(GIVEN TEXT)
☆ ☆ ☆

Mujeeb Ahmad Khan Lodhi (1924 – July 2017), SJ, TPk, best known as M.A.K. Lodhi, was a two-star rank admiral in the Pakistan Navy, a memoirist, and a defence analyst, writing in the News International.

He is known for his leadership in commanding the Western Naval Command and fleet commander during the third war with India in 1971, and was forcefully retired from his service in 1972 by President Zulfikar Ali Bhutto. In 2017, he wrote and authored his memoirs, Ocean Rift: Memoirs of Admiral Lodhi, published in 2017 that recounted his memories during the events in 1971.

==Biography==
Lodhi served in the Royal Indian Navy, participating well during the World War II, he was one of few of the twenty RIN officers from the Executive Branch who opted for Pakistan Navy in 1947; he was the Lieutenant at the time of his transfer. He was a contemporary of Vice Admiral EC Kuruvila (1922–1997) with whom he served in World War II but were on opposite after the partition.

☆ ☆ ☆

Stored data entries
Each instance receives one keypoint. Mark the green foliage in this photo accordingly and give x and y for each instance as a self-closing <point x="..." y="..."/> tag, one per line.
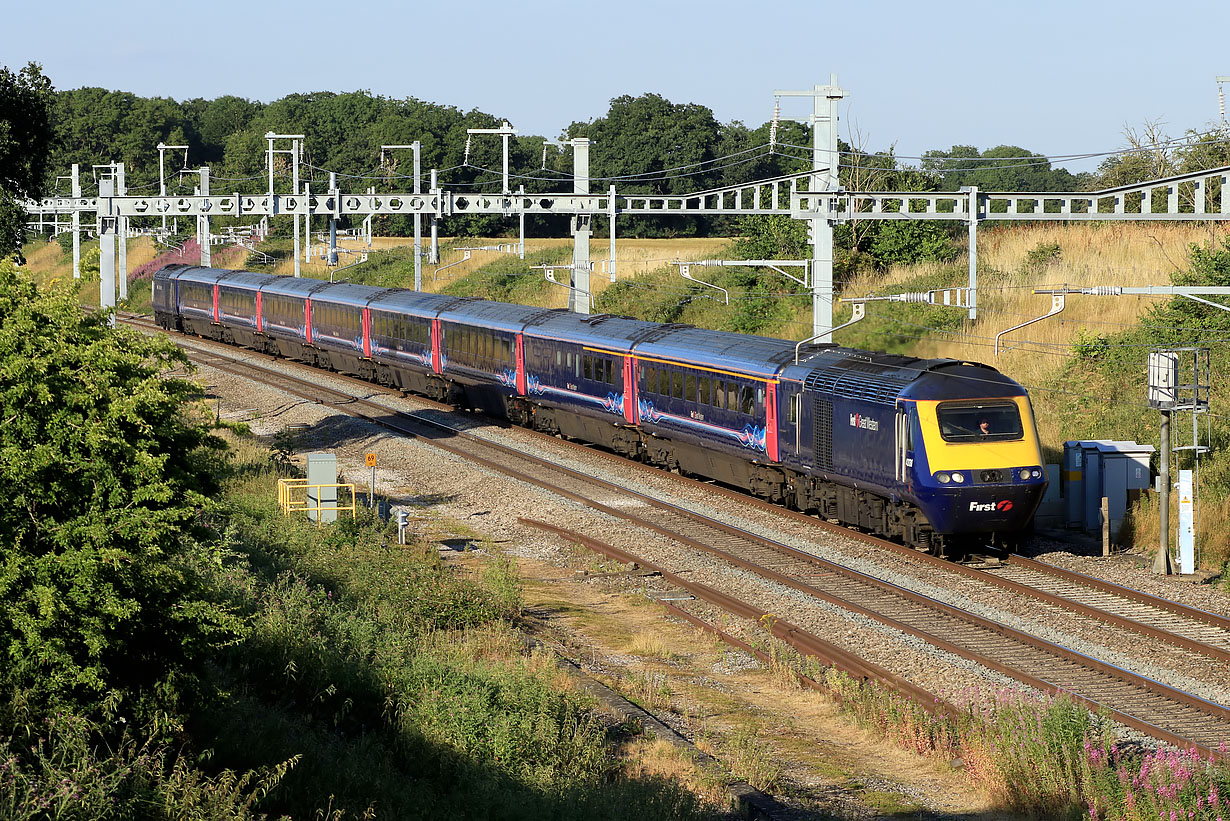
<point x="63" y="773"/>
<point x="770" y="238"/>
<point x="25" y="140"/>
<point x="395" y="683"/>
<point x="102" y="602"/>
<point x="509" y="278"/>
<point x="1004" y="168"/>
<point x="897" y="331"/>
<point x="1042" y="255"/>
<point x="905" y="241"/>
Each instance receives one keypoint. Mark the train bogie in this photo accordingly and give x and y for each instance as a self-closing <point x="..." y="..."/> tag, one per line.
<point x="924" y="451"/>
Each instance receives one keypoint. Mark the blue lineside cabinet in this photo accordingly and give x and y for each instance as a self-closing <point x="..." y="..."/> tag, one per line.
<point x="1096" y="468"/>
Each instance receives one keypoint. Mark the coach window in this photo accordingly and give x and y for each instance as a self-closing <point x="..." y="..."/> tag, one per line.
<point x="747" y="400"/>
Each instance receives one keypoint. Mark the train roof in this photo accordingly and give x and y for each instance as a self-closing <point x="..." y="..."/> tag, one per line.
<point x="347" y="293"/>
<point x="293" y="286"/>
<point x="887" y="377"/>
<point x="416" y="303"/>
<point x="721" y="350"/>
<point x="244" y="280"/>
<point x="196" y="273"/>
<point x="963" y="380"/>
<point x="599" y="330"/>
<point x="503" y="316"/>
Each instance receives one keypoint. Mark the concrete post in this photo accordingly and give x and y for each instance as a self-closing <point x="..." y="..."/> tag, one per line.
<point x="1161" y="561"/>
<point x="203" y="222"/>
<point x="418" y="220"/>
<point x="294" y="190"/>
<point x="122" y="239"/>
<point x="1106" y="527"/>
<point x="306" y="230"/>
<point x="827" y="161"/>
<point x="520" y="245"/>
<point x="76" y="222"/>
<point x="973" y="251"/>
<point x="613" y="235"/>
<point x="579" y="294"/>
<point x="433" y="254"/>
<point x="332" y="219"/>
<point x="106" y="225"/>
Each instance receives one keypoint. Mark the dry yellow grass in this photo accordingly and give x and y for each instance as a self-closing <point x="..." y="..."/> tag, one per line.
<point x="650" y="644"/>
<point x="1121" y="254"/>
<point x="632" y="256"/>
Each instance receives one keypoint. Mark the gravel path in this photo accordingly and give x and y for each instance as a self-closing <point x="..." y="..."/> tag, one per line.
<point x="468" y="492"/>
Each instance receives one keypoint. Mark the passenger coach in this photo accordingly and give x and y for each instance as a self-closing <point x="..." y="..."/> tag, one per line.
<point x="931" y="452"/>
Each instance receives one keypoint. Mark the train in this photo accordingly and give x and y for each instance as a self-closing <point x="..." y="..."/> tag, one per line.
<point x="940" y="454"/>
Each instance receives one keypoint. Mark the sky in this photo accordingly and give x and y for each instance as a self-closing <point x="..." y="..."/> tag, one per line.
<point x="1054" y="78"/>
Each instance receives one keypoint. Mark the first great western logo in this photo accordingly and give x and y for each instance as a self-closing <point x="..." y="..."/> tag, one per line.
<point x="865" y="422"/>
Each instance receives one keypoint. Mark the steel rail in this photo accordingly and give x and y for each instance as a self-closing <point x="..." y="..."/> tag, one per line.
<point x="1198" y="638"/>
<point x="802" y="640"/>
<point x="1202" y="709"/>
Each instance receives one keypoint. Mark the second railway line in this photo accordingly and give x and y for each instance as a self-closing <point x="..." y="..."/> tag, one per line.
<point x="576" y="480"/>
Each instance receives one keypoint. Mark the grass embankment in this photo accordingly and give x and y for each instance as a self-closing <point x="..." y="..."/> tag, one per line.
<point x="1039" y="756"/>
<point x="1085" y="368"/>
<point x="370" y="680"/>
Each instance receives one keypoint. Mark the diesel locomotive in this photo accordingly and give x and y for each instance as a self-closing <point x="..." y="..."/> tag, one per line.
<point x="936" y="453"/>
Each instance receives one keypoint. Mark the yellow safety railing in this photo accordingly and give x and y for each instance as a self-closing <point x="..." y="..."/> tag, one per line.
<point x="295" y="495"/>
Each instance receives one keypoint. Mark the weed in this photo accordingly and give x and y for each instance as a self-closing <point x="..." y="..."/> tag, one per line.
<point x="752" y="760"/>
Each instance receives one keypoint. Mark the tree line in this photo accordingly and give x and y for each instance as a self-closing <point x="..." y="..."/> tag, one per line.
<point x="642" y="144"/>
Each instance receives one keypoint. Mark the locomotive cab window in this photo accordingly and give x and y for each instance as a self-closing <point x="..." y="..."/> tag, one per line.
<point x="979" y="422"/>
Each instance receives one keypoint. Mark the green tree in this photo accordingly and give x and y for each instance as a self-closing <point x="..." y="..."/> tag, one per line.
<point x="1004" y="168"/>
<point x="25" y="139"/>
<point x="101" y="601"/>
<point x="656" y="147"/>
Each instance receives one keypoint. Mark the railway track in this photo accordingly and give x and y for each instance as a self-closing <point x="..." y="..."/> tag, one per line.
<point x="1148" y="705"/>
<point x="1156" y="618"/>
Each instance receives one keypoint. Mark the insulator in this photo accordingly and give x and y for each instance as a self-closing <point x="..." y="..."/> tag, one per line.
<point x="912" y="297"/>
<point x="776" y="117"/>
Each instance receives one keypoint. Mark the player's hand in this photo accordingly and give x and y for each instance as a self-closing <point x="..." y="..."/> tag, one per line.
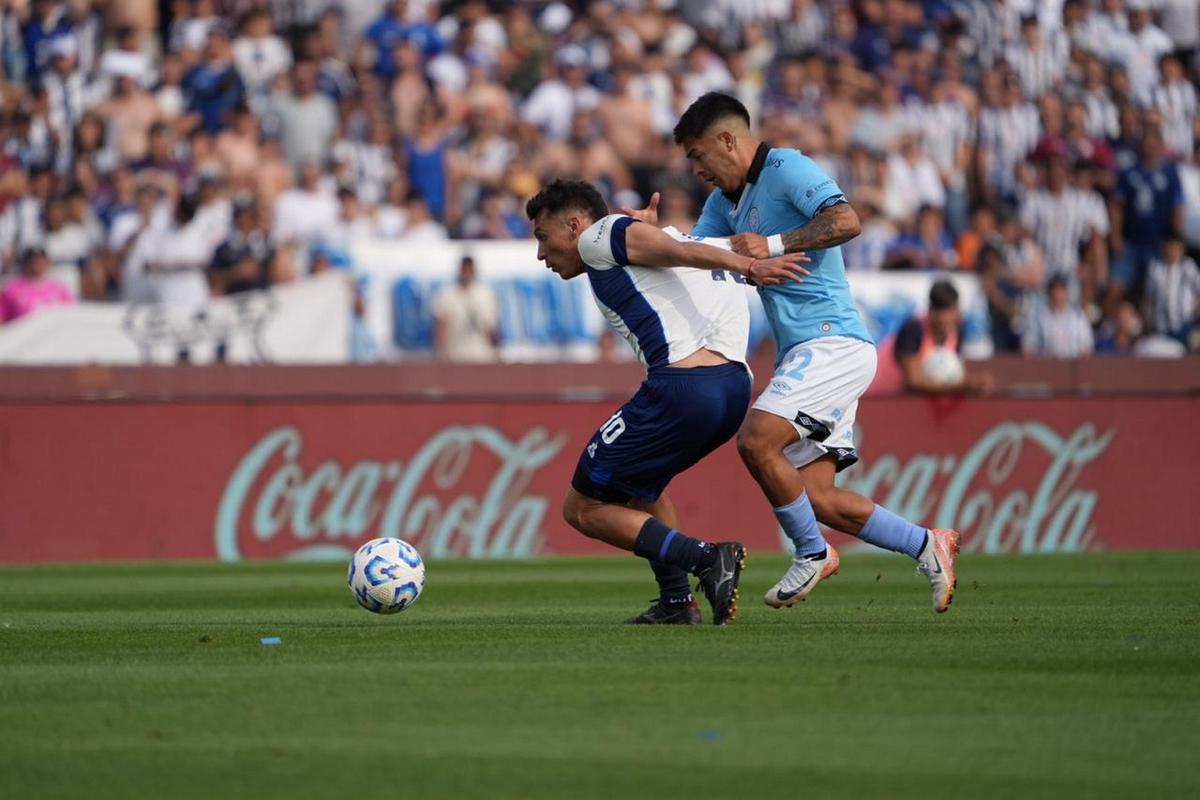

☆ ☆ ☆

(EXERCISE REQUIREMENTS)
1. According to the biography of M.A.K. Lodhi, who forcefully retired him from service in 1972?
2. Switch "Western Naval Command" to "Eastern Naval Command" in the Lodhi biography and write out that passage, beginning at the words "He is known" and stopping after "events in 1971.".

(ANSWERS)
1. President Zulfikar Ali Bhutto

2.
He is known for his leadership in commanding the Eastern Naval Command and fleet commander during the third war with India in 1971, and was forcefully retired from his service in 1972 by President Zulfikar Ali Bhutto. In 2017, he wrote and authored his memoirs, Ocean Rift: Memoirs of Admiral Lodhi, published in 2017 that recounted his memories during the events in 1971.